> [DIRECTIONS] In the commentary on illegal military orders, what example of a manifestly illegal order does the Department of Defense manual cite?
TEXT UNDER STUDY START
Not all military orders are legal
At a security conference late last month, the commander of the U.S. Pacific Fleet was asked what he would do if President Trump ordered him “to make a nuclear attack on China.” The commander, Adm. Scott Swift, answered promptly that he would, framing the issue as one of democratic governance and civilian control of the military.
“Every member of the U.S. military has sworn an oath … to obey the officers and the president of the United States as the commander in chief appointed over us,” he said.
But is that quite right? Isn’t there such a thing as an illegal order? And if so, what kind of right or, more accurately, what kind of duty exists to disobey it?
Second point first: As a matter of fact, it is illegal to obey an obviously illegal order. Indeed, the law clearly rejects the “superior orders” defense. Colloquially put, the defense goes something like this: “I cannot be liable for carrying out an illegal act because I was simply following orders.” At least since the Nazis were prosecuted for war crimes and crimes against humanity at Nuremberg, this defense has largely disintegrated.
If — continuing the Nazi parallel — the “commander in chief appointed over us” tells military officials to commit genocide, they can’t legally go along with it. Legally, they must say no.
But how can, say, the commander of the U.S. Pacific fleet know if an order is so obviously illegal that he’d be held liable?
Under international and U.S. law, the order must be “manifestly” or “clearly” illegal, not just of debatable or arguable legality. What this means is that the person ordered to launch or to plan the launch knows or should know that the order is illegal. The Department of Defense manual cites as an example firing on the shipwrecked. An order to shoot an innocent civilian in the head also would qualify.
The kind of weapon used is, of course, germane as well. The law of war — otherwise known as humanitarian law — is designed to protect civilian life and reduce suffering even though, inevitably, in armed conflict there will be some amount of civilian death and suffering.
Nuclear weapons are obviously more catastrophic than conventional weapons. Therefore, any time the same or similar military advantage can be gained by using a conventional as opposed to a nuclear weapon, the legal thing to do is stick to conventional weapons. Using the nuclear option in such a situation actually constitutes a serious violation of international law. Following such an order is, in turn, a war crime under Additional Protocol I to the Geneva Conventions on the Law of War, which binds all states.
At least five unique characteristics ominously separate nuclear weapons from conventional weapons in ways that promise to increase civilian death and suffering.
First, quantitatively, the blast power, heat and energy generated far outstrip that of conventional weapons. Second, the radiation released is so powerful that it damages DNA and causes death and severe health defects throughout the entire lives of survivors as well as their children exposed in utero. Third, nuclear weapons make impossible humanitarian assistance to survivors at the blast scene struggling to survive, leading to more suffering and death. Fourth, damage to the environment leads to widespread famine and starvation. And fifth, nuclear weapons cause long-lasting multi-generational psychological injury to survivors of the blast.
All of these factors weigh heavily against the humanitarian goals of the law of war, which again is designed chiefly to prevent and reduce civilian death and suffering.
So anyone ordered to plan or launch a nuclear strike is on notice: An order to use a nuclear weapon instead of a conventional weapon when the same military advantage can be gained by either gives rise to a duty to reject that order. To do otherwise and follow the order would constitute a war crime for which the actor could be held liable.
TEXT UNDER STUDY END
DATA UNDER STUDY START
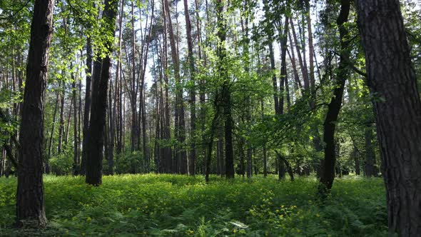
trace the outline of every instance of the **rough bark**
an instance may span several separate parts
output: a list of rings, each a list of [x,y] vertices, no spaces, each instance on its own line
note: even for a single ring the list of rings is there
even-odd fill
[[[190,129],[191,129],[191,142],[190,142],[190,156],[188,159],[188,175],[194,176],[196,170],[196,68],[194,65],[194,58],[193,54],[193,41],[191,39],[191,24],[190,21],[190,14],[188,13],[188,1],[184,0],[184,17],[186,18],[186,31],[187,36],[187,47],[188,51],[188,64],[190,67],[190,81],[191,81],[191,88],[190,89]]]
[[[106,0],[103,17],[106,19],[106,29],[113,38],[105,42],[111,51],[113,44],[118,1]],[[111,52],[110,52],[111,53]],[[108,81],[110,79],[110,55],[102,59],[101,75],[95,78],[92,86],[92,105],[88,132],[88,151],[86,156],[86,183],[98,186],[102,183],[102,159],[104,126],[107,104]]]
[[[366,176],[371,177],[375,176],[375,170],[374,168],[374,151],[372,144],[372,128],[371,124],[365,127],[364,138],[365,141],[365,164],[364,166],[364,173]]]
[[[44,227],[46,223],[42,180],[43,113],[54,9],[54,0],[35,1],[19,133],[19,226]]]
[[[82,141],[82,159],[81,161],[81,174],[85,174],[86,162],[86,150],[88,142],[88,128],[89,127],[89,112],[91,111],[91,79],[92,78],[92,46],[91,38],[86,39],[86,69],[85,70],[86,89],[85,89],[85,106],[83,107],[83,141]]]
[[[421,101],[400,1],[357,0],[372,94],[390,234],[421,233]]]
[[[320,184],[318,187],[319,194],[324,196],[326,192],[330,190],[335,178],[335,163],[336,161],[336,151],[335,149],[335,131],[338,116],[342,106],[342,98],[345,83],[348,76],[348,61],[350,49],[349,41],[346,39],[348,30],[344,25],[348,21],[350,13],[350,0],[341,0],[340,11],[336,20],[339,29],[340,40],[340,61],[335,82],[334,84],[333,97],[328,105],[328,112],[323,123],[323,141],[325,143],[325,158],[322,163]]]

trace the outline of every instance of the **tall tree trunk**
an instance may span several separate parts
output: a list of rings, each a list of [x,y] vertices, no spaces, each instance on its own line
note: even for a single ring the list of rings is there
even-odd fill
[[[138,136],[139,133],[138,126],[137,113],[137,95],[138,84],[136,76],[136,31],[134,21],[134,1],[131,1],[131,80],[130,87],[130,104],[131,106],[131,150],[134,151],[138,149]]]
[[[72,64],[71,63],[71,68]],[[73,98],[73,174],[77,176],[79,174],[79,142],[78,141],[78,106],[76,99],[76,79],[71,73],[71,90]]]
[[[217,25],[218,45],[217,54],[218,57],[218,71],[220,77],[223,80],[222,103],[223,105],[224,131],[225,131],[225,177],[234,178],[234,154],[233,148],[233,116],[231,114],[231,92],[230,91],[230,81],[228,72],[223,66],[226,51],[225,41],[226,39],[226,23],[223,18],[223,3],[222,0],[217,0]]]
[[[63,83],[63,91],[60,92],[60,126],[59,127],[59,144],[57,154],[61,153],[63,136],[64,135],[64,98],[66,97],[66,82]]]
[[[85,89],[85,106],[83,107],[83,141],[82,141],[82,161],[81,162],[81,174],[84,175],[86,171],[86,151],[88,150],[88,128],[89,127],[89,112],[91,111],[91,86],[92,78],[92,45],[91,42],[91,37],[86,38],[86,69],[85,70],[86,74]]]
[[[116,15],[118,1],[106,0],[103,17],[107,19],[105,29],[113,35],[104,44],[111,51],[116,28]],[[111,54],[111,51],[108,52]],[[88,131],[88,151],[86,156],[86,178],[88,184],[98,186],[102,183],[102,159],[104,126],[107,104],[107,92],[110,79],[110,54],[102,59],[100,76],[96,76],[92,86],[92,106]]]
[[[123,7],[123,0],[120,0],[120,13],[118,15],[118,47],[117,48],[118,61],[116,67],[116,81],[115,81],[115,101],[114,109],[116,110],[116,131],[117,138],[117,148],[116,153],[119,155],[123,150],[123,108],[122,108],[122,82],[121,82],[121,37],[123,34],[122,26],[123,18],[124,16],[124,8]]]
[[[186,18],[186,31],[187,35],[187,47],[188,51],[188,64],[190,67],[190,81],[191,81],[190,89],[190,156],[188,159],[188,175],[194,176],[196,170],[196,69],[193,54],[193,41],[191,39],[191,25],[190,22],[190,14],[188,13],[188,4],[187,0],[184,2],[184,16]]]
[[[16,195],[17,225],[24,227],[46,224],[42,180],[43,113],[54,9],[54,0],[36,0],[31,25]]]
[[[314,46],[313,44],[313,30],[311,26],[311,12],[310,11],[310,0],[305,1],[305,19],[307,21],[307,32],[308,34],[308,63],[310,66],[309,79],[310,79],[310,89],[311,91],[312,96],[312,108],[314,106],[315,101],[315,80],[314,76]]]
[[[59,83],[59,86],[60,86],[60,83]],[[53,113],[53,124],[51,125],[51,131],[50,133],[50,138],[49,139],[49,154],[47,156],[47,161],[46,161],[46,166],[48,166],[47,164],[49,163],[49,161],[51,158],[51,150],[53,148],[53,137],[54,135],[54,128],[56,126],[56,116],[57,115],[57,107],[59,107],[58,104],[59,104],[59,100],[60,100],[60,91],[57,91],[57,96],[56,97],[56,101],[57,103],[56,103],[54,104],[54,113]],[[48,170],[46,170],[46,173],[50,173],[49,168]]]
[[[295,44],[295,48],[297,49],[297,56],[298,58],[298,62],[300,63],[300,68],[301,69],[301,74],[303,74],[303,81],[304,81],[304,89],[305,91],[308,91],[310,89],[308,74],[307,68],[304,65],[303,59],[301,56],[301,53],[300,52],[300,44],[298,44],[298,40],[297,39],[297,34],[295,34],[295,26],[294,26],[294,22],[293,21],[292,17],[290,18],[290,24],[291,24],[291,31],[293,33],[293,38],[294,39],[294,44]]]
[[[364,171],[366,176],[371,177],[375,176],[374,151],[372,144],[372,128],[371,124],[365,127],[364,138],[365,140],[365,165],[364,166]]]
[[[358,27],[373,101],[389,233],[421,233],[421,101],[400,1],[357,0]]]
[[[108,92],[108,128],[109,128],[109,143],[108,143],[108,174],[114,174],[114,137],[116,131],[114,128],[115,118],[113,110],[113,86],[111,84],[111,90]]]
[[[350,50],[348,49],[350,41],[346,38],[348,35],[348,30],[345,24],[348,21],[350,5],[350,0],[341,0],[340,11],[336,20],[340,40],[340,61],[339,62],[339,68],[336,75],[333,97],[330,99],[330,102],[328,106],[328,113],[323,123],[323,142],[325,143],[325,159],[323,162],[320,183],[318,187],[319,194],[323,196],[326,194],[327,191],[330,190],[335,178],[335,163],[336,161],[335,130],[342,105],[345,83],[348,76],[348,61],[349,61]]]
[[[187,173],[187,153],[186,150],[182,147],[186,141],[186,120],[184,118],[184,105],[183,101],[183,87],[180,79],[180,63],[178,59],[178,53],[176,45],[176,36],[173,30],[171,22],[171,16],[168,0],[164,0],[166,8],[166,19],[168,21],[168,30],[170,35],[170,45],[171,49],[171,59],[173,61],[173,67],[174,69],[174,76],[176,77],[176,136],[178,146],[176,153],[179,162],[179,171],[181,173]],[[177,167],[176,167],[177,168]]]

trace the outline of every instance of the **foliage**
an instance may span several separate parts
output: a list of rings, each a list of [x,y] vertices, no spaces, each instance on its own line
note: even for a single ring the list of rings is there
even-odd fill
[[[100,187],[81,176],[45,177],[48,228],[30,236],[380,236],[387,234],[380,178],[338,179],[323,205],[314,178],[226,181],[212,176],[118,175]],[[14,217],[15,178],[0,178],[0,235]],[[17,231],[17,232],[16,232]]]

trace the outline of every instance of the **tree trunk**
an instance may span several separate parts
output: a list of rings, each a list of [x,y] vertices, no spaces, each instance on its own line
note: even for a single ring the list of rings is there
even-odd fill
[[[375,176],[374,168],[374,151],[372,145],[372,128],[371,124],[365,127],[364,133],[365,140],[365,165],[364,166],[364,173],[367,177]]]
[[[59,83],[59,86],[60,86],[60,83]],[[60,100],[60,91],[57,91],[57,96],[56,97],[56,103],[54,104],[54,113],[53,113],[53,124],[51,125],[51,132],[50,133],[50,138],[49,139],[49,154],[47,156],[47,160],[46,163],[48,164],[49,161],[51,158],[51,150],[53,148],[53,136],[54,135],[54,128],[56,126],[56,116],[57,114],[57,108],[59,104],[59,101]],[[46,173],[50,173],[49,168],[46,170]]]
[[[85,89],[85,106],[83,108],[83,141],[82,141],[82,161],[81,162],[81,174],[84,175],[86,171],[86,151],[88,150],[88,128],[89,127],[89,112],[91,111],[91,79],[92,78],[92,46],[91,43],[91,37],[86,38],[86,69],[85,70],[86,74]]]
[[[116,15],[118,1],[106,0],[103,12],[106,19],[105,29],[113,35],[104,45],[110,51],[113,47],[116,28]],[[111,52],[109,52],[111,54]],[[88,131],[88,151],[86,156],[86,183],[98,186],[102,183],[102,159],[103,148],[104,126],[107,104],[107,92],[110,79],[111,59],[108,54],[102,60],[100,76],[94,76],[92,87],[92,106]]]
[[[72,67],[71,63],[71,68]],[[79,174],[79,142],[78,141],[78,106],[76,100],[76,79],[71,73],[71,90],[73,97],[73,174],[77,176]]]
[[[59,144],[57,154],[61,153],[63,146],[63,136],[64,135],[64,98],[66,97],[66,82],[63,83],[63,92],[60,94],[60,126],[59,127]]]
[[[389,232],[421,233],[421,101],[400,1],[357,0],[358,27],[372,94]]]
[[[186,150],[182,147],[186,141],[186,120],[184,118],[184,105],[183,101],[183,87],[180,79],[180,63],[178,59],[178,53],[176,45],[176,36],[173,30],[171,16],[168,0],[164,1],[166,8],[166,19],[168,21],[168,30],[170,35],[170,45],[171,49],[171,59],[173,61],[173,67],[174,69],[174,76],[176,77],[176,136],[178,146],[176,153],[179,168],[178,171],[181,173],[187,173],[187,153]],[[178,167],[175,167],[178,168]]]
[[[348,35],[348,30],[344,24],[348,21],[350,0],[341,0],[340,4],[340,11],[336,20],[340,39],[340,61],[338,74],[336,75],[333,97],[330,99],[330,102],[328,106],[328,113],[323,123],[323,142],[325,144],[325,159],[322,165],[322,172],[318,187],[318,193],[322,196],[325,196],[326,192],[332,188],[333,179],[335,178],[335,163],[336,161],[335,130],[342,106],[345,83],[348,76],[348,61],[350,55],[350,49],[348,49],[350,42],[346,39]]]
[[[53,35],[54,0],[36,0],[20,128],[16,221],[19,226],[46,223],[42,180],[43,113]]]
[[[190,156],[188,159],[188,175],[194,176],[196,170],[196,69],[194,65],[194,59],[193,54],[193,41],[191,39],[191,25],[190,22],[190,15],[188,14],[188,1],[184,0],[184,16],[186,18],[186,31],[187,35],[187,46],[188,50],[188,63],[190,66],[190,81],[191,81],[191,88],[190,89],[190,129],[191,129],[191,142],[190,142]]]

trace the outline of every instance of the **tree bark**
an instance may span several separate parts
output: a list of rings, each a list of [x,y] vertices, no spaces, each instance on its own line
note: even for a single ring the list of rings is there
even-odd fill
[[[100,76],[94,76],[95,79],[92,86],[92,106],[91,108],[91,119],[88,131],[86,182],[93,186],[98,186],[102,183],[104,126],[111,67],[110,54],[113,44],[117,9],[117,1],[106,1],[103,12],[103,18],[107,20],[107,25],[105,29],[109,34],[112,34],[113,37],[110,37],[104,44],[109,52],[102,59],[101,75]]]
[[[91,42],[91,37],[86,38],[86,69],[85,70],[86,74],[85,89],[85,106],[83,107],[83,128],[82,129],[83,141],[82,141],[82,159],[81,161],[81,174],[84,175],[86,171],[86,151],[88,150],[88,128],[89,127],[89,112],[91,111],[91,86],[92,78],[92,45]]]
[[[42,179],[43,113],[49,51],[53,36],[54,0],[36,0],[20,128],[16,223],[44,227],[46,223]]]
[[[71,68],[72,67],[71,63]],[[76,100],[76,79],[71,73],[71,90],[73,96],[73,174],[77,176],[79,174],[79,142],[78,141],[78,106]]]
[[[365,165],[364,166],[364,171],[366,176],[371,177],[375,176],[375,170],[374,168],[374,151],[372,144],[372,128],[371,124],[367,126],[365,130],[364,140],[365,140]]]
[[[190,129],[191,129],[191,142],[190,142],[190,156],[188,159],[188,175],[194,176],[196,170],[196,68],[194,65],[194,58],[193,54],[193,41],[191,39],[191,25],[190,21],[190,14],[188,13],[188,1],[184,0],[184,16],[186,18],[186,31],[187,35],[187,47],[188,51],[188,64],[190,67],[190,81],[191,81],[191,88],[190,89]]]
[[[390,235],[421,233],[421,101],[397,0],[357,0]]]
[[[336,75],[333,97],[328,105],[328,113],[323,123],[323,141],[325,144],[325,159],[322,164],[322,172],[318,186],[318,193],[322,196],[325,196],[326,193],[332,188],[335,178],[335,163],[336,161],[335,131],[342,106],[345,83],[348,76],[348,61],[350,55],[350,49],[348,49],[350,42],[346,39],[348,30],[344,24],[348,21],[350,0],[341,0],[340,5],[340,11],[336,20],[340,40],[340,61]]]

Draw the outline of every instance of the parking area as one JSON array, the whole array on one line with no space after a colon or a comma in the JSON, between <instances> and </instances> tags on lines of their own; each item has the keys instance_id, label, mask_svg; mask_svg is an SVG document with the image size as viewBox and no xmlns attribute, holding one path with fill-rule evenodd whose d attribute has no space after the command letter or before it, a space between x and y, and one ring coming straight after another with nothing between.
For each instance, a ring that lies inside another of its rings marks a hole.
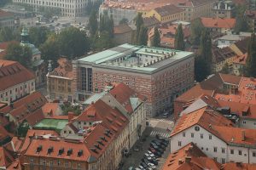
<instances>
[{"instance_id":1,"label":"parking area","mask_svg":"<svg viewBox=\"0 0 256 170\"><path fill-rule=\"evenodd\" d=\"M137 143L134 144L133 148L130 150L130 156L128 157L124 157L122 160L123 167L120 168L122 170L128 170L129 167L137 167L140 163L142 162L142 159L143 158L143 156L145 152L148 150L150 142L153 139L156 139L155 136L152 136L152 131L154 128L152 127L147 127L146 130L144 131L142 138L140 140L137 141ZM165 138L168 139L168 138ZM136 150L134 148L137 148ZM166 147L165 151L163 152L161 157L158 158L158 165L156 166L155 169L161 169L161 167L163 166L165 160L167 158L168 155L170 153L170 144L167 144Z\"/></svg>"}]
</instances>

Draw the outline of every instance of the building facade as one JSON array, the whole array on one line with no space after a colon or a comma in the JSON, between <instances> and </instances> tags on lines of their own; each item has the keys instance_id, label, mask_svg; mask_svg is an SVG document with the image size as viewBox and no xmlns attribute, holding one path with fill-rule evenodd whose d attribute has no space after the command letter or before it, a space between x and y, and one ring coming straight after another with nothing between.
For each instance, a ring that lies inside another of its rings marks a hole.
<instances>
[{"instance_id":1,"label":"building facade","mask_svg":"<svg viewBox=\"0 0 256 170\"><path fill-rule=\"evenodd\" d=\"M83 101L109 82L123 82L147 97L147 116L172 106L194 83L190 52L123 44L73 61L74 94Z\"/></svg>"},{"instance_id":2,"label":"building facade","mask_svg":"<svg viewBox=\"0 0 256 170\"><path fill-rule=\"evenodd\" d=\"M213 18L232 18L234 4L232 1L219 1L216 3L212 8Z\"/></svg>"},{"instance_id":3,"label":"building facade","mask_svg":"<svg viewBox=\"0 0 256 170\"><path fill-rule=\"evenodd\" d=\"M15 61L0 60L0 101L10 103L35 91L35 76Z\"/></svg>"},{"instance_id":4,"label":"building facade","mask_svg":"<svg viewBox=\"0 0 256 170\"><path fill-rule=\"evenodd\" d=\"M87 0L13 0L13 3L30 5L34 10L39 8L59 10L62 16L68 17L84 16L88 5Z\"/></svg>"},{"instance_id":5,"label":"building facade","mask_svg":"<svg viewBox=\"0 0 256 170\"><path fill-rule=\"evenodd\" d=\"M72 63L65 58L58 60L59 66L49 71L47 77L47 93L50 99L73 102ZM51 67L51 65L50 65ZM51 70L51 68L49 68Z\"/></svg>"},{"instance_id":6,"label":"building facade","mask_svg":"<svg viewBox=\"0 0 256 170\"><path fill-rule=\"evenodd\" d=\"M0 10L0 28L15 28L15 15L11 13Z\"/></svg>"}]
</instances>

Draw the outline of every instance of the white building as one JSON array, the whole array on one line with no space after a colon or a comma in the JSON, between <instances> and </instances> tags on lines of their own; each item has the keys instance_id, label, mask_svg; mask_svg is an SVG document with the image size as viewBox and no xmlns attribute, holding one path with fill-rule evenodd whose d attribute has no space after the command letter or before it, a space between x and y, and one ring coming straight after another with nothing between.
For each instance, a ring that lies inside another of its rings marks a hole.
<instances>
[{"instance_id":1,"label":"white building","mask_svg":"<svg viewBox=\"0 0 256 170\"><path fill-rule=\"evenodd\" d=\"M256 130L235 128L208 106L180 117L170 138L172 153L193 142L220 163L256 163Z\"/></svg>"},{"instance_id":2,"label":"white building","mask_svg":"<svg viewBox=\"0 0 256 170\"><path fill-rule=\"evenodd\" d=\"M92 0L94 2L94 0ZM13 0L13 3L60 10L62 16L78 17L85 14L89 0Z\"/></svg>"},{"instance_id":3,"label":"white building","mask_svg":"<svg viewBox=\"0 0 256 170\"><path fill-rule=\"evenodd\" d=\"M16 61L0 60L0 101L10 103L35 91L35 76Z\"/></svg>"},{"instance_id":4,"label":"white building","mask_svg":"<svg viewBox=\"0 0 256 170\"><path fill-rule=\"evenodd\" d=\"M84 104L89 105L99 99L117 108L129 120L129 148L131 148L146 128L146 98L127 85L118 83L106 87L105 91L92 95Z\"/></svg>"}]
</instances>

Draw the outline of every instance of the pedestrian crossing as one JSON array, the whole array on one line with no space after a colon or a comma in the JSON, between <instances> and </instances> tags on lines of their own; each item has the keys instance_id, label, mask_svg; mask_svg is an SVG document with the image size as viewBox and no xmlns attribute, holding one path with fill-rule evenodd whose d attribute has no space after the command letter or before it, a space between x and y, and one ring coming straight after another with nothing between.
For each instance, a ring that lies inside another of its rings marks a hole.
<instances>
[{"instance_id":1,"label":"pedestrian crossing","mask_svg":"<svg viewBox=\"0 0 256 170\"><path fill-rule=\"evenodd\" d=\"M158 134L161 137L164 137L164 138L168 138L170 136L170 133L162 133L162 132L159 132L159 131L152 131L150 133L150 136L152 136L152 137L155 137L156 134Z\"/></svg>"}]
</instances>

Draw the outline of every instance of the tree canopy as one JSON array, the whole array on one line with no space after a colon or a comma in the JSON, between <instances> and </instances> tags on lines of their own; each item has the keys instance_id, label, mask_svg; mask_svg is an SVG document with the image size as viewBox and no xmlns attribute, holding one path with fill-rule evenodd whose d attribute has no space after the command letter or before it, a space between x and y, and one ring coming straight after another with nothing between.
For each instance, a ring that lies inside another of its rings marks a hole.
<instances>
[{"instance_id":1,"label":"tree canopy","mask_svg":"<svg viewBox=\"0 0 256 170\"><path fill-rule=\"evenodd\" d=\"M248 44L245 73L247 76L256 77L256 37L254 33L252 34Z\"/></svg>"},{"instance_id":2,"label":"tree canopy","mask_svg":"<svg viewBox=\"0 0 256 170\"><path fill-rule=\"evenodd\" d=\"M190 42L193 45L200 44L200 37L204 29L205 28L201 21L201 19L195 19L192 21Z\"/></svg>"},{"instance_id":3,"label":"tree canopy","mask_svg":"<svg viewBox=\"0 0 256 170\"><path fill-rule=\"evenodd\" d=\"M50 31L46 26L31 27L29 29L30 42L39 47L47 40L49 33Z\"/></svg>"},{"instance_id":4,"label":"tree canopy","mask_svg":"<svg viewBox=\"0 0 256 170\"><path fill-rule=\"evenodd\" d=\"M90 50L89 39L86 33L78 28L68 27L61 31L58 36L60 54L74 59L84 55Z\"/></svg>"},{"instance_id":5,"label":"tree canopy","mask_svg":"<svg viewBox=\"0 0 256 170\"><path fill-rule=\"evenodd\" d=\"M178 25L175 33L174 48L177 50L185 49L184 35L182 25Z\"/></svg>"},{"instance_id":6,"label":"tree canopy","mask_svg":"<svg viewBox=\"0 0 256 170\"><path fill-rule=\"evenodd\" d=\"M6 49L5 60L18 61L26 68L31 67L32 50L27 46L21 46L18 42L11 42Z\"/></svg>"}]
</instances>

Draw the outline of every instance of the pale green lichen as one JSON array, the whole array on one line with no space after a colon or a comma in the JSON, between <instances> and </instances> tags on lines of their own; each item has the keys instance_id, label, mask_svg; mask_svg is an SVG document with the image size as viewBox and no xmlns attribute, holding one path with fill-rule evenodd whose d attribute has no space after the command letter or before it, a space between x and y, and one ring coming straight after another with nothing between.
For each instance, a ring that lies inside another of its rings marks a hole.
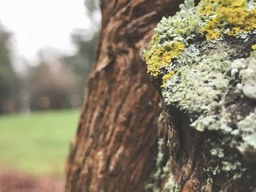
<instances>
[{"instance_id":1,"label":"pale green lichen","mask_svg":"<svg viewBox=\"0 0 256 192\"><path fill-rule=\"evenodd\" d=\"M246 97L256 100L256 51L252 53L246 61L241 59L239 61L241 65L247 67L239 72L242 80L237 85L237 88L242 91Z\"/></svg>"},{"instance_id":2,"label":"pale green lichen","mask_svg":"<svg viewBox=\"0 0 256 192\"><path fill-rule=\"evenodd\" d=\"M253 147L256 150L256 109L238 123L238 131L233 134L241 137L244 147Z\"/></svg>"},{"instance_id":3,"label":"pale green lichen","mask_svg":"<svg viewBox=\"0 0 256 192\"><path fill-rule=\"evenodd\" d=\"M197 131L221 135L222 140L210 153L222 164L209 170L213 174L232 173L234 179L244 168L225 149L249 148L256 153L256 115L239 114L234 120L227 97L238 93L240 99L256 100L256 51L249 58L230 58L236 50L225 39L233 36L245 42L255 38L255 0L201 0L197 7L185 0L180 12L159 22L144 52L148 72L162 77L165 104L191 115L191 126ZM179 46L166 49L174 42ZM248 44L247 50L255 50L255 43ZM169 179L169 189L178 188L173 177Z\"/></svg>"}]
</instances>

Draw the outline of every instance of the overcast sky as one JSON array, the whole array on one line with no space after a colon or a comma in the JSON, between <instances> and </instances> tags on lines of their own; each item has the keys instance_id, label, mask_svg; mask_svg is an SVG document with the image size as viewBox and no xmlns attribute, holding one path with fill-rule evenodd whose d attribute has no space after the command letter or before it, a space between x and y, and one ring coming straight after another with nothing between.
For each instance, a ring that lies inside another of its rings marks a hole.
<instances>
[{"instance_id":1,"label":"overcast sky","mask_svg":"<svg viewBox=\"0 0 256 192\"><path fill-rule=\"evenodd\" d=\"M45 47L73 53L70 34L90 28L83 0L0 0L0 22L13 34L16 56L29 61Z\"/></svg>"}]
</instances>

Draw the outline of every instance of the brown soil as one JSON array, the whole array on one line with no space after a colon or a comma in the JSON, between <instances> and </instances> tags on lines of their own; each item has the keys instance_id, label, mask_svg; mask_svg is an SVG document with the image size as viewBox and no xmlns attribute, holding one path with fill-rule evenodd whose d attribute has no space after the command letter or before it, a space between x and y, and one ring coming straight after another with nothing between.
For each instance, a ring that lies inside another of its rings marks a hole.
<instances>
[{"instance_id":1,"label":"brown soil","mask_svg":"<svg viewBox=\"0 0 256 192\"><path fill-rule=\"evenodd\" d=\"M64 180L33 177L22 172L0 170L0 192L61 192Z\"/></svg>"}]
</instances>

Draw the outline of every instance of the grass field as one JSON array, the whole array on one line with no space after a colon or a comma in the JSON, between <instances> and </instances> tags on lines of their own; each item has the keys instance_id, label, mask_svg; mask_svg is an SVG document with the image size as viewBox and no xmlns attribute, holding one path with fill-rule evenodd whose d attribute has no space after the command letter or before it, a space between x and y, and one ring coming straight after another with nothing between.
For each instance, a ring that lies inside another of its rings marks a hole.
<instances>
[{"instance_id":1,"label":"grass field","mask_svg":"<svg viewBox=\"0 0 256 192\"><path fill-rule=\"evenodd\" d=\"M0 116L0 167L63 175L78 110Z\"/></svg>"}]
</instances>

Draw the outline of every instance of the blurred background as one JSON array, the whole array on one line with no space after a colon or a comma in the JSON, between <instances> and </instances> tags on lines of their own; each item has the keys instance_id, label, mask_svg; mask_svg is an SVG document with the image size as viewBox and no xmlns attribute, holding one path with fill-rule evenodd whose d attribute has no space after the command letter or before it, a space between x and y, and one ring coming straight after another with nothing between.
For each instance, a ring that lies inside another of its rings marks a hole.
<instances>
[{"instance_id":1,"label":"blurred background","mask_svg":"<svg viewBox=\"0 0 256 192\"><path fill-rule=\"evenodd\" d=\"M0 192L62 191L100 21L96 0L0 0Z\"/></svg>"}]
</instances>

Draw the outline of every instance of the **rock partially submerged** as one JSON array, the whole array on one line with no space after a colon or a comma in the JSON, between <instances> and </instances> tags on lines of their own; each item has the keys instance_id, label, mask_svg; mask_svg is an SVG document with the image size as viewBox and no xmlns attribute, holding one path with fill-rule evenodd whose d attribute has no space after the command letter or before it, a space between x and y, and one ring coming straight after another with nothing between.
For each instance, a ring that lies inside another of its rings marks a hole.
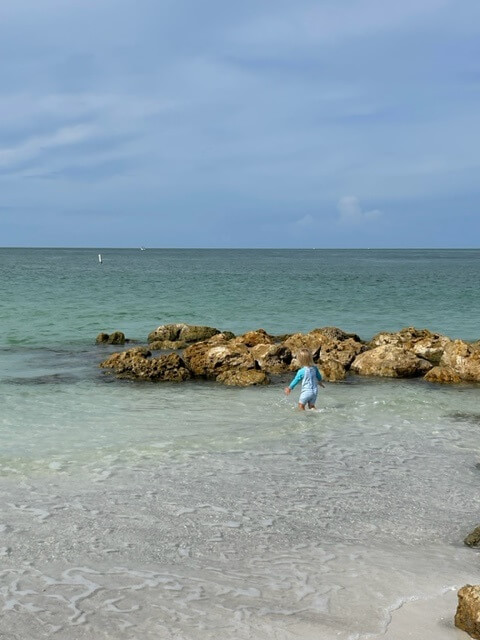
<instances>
DATA UNDER STUDY END
> [REPLY TO THE TASK] Firing on the shipwrecked.